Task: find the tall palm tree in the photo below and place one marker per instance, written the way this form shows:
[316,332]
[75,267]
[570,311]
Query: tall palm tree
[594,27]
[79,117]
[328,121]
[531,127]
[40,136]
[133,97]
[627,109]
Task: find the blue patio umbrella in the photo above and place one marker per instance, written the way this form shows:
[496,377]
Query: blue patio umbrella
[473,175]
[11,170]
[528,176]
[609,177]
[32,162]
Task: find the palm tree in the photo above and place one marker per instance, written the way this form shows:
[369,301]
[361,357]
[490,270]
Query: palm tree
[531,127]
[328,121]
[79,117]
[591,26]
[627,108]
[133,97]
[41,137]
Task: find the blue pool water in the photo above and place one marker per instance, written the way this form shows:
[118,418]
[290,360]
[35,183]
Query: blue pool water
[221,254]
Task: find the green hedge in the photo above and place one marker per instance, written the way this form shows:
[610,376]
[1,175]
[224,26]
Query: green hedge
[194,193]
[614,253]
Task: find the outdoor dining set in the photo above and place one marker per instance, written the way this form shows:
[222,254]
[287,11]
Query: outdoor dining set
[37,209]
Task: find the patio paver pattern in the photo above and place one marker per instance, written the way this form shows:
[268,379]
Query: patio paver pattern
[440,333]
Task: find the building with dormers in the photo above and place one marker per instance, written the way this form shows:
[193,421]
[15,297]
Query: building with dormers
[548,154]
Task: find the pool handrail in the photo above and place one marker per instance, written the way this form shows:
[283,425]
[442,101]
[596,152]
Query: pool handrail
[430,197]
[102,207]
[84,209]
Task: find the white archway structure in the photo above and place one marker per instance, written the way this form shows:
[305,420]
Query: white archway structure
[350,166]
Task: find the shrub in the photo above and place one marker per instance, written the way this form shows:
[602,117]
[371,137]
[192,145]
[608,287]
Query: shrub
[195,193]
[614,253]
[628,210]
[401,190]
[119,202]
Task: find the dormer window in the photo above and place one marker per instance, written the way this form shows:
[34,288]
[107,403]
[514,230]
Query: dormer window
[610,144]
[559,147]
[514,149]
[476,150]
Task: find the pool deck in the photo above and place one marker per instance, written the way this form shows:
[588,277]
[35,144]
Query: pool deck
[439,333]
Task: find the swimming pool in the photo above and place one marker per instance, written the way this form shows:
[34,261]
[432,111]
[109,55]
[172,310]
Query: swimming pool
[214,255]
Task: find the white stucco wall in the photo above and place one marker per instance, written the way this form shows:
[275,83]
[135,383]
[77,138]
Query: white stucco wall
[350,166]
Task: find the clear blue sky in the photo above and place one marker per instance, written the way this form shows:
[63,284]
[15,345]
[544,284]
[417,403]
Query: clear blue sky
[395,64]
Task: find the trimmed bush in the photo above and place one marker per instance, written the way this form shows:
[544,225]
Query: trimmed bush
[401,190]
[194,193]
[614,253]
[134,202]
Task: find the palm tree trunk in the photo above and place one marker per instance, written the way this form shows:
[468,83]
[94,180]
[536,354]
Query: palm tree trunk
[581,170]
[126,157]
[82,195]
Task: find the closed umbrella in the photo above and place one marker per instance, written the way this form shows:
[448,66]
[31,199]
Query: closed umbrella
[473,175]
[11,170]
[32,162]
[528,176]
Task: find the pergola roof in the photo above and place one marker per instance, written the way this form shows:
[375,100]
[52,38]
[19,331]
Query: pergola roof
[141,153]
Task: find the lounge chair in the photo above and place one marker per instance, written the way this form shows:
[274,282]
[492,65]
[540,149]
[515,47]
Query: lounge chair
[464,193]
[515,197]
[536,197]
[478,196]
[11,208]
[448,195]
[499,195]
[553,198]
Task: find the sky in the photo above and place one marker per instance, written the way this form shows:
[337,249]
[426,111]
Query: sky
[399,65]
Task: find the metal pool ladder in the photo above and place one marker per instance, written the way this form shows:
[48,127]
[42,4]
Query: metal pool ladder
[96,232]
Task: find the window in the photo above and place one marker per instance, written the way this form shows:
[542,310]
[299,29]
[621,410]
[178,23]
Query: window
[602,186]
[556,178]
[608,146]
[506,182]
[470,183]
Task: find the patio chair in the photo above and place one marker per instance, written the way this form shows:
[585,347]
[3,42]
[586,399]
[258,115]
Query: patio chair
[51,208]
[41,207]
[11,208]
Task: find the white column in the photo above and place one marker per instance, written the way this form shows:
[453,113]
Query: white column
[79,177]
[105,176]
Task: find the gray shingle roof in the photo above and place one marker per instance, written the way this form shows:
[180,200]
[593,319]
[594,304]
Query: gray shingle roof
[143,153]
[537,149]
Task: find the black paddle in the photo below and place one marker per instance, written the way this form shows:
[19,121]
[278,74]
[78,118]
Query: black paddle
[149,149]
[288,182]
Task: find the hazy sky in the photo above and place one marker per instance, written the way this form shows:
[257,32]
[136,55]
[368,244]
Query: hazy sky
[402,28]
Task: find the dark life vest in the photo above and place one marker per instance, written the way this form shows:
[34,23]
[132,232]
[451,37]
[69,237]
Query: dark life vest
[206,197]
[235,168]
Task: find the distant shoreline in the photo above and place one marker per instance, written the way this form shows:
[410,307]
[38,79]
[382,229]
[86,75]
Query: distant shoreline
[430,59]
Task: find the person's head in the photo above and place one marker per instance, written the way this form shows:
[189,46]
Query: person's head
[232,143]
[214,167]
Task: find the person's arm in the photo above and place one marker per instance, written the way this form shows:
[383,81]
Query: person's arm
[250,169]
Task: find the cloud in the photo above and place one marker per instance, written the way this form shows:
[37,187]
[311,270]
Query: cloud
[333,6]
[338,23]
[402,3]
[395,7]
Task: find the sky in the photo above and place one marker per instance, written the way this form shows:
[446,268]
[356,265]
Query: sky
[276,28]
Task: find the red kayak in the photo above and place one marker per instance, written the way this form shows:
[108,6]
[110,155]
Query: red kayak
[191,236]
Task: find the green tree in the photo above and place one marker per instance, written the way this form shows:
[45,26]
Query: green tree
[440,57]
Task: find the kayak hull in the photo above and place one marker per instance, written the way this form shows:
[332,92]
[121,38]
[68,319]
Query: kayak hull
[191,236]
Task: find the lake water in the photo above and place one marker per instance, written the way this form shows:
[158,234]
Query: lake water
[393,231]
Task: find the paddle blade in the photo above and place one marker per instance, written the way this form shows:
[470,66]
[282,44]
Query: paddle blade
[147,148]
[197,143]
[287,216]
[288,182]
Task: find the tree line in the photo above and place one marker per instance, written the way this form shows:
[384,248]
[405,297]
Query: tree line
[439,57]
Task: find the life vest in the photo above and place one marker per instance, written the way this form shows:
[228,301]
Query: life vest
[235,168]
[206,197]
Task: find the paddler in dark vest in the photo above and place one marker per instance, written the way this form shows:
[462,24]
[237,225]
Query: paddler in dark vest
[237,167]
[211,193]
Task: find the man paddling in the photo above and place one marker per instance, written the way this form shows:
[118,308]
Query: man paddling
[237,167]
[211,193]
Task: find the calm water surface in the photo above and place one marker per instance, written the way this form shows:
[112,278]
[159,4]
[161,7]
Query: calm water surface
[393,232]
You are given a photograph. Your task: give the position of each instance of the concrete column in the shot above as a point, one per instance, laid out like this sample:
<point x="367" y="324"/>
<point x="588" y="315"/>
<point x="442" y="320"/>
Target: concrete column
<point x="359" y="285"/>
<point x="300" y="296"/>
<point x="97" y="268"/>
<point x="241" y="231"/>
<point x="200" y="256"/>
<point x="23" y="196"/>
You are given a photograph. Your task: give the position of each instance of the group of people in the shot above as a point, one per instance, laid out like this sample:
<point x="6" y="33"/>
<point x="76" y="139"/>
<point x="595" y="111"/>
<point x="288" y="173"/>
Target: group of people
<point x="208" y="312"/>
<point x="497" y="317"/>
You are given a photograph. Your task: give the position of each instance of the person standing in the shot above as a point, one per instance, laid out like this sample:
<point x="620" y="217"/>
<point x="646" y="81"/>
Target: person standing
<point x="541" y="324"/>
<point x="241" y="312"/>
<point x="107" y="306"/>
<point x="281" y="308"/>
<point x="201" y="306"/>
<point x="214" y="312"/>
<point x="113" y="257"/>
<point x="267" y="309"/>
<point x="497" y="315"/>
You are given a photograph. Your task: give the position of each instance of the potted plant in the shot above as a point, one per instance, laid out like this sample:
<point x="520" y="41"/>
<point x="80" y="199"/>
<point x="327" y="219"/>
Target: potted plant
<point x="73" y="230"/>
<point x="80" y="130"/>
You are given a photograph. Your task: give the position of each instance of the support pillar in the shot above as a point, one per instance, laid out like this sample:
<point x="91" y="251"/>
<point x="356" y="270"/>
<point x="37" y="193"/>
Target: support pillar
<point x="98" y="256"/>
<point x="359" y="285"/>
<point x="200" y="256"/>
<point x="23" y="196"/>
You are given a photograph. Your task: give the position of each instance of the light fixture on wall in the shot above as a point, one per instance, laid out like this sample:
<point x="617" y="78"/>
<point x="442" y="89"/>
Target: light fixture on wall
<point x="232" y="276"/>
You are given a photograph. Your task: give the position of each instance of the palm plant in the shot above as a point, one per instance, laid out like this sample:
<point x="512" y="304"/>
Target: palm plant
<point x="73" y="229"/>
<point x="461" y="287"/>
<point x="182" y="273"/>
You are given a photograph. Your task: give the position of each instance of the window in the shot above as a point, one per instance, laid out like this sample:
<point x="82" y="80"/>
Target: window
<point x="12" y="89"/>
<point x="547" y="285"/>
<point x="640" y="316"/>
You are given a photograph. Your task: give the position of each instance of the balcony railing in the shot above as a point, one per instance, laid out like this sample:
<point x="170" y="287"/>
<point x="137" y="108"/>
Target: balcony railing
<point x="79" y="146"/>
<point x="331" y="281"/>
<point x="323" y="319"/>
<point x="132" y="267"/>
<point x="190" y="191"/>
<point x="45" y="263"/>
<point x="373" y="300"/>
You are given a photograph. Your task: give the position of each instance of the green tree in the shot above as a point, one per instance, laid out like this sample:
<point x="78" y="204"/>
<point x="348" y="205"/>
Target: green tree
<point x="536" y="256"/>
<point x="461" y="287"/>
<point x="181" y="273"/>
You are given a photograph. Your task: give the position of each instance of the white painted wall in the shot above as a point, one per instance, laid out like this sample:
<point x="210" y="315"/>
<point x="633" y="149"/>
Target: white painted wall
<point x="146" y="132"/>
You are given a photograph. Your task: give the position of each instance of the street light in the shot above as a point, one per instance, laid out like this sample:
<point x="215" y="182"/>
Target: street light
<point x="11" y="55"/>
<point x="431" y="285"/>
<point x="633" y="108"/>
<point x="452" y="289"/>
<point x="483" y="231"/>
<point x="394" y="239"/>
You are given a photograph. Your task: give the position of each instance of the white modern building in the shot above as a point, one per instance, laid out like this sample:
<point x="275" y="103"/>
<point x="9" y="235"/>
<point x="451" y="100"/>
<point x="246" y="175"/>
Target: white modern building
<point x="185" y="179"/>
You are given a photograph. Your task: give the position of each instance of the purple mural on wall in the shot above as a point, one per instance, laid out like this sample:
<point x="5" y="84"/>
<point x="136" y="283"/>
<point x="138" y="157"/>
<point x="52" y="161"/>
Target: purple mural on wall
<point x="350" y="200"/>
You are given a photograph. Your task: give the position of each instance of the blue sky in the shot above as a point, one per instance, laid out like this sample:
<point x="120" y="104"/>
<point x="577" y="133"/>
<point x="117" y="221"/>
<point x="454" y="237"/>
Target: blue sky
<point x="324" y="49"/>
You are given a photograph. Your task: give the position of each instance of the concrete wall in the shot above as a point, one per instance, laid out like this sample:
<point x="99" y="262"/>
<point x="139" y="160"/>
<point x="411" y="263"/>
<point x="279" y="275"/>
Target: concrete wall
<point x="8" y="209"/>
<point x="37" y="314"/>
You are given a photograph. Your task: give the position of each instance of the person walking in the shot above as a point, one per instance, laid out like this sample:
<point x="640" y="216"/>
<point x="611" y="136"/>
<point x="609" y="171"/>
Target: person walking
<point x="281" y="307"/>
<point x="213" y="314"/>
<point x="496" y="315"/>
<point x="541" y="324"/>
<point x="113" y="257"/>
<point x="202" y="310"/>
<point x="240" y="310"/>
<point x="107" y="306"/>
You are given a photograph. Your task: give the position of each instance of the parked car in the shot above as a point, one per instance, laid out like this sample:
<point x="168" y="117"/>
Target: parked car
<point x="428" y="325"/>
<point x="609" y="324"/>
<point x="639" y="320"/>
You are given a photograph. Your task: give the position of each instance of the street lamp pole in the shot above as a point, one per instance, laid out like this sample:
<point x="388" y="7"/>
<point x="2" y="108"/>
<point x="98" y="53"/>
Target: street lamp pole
---
▶ PROBLEM TO WORK ON
Each line above where the word "below" occurs should be returned in full.

▶ EXERCISE SOLUTION
Task: find the tall palm tree in the photo below and place one marker per instance, written the way this form shows:
Task: find the black paddle in the photo below and place one marker per instance, written the way this form shows:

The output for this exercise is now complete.